What the task requires →
Skip the images and copy each record exactly as written.

Data extract →
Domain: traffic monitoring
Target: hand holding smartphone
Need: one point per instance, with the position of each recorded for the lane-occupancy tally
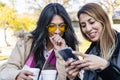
(66, 53)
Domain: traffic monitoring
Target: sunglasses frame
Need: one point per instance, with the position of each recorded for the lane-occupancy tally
(57, 26)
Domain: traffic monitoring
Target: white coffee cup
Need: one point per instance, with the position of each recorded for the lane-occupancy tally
(35, 73)
(48, 75)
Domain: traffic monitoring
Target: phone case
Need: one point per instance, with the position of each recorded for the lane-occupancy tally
(67, 53)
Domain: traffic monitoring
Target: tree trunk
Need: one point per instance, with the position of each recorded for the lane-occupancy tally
(5, 36)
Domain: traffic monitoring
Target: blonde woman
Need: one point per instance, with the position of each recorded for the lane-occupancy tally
(101, 61)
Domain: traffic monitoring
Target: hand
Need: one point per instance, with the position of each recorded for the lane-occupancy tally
(57, 41)
(71, 71)
(90, 62)
(24, 75)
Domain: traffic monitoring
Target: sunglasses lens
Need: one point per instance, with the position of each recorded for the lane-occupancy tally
(52, 28)
(62, 28)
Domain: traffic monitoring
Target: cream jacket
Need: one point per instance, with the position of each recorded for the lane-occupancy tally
(16, 61)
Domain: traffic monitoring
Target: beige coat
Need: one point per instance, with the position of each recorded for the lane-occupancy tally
(15, 63)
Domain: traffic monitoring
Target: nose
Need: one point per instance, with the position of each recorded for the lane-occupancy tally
(57, 31)
(88, 28)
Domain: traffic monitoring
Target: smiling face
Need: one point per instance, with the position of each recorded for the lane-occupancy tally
(56, 26)
(90, 27)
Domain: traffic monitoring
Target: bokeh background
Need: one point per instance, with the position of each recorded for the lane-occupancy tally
(22, 15)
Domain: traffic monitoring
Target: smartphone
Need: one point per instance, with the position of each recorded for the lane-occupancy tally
(66, 53)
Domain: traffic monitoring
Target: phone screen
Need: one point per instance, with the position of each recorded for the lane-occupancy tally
(67, 53)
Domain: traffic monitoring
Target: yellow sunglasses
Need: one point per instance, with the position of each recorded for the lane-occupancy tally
(52, 27)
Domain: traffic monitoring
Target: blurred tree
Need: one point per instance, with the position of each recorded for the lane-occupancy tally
(10, 19)
(110, 6)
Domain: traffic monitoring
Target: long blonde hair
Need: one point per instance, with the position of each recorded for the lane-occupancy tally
(107, 37)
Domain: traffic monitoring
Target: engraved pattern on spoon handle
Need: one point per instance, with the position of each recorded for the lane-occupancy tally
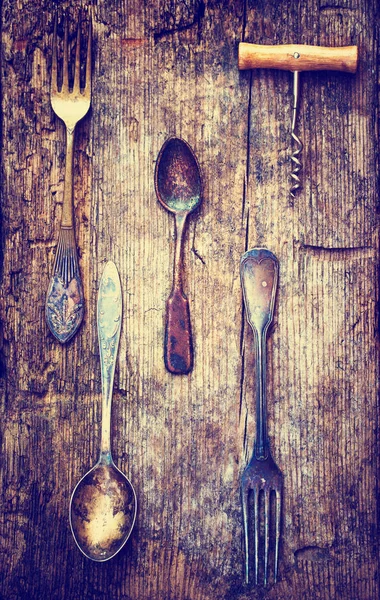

Task output →
Domain: traffic monitoring
Target: hand holding smartphone
Need: one point per instance, with the position of each recorded for the lane-occupancy tally
(66, 53)
Domain: traffic monitoring
Target: sunglasses frame
Need: one point per instance, with the position of each recorded for the lane-occupancy tally
(57, 26)
Domain: traffic monitoring
Target: white coffee cup
Need: one point per instance, with the position of each recorded for the lane-occupancy tally
(35, 73)
(48, 75)
Domain: traffic monitoring
Target: phone case
Need: one point per instance, with the position of each recorded for the lane-occupancy tally
(67, 53)
Domain: traffic monitoring
Target: tree trunk
Need: one point per instance, with the position of each recorded for the lane-occupancy tally
(5, 36)
Domain: traffic monitoring
Target: blonde woman
Need: one point per instance, with the position of each recorded for the lane-occupancy tally
(101, 61)
Domain: traffic monitoring
Target: hand
Need: one point per instance, with the position of each recorded for the lane-occupancy tally
(57, 41)
(71, 71)
(90, 62)
(24, 75)
Domain: traffic monitoring
Target: sunglasses lens
Need: one point per instance, with the position of each recorded for the lane-occupancy tally
(52, 28)
(62, 28)
Domain: traffic monitoring
Target: cream jacket
Need: one point per instance, with the position of each recorded for the lane-occupancy tally
(16, 61)
Domain: traffic monitoring
Target: beige coat
Need: one point per instance, with the position of each recorded for the lane-occupancy tally
(15, 63)
Domain: traffic monitoring
Target: nose
Need: one point per instance, with the position of each recorded for the lane-occupancy tally
(57, 31)
(88, 28)
Domain: traffic monitoring
Target: smiling face
Need: one point per instance, with the position of each recorded for the lane-occupancy tally
(56, 26)
(90, 27)
Domain: traffic monitoring
Target: bokeh background
Need: one point per instance, with the position of each recorded for the lane-occupancy tally
(22, 15)
Domain: traffic monitoring
Target: smartphone
Need: one point per instance, with the position of each recorded for the lane-occupancy tally
(66, 53)
Domain: traffic monitoring
Target: phone screen
Need: one point per instance, with the position of each recorded for the lane-occupancy tally
(67, 53)
Domain: traffic monitoring
Target: yellow sunglasses
Need: one point per instance, with the position of each recorded for the lane-occupancy tally
(52, 27)
Domain: traffic monitoring
Target: blurred tree
Need: one point per instance, with the position of each recorded for the lane-occupancy tally
(10, 19)
(110, 6)
Domain: traffic monitoring
Target: long blonde hair
Need: one point per instance, with the position of each recorded for the lane-occupancy tally
(107, 37)
Domain: traffic monitoring
Target: engraved pattern on spoon handle
Need: one point per instance, with the position of each recorded for the lane-occupancy tally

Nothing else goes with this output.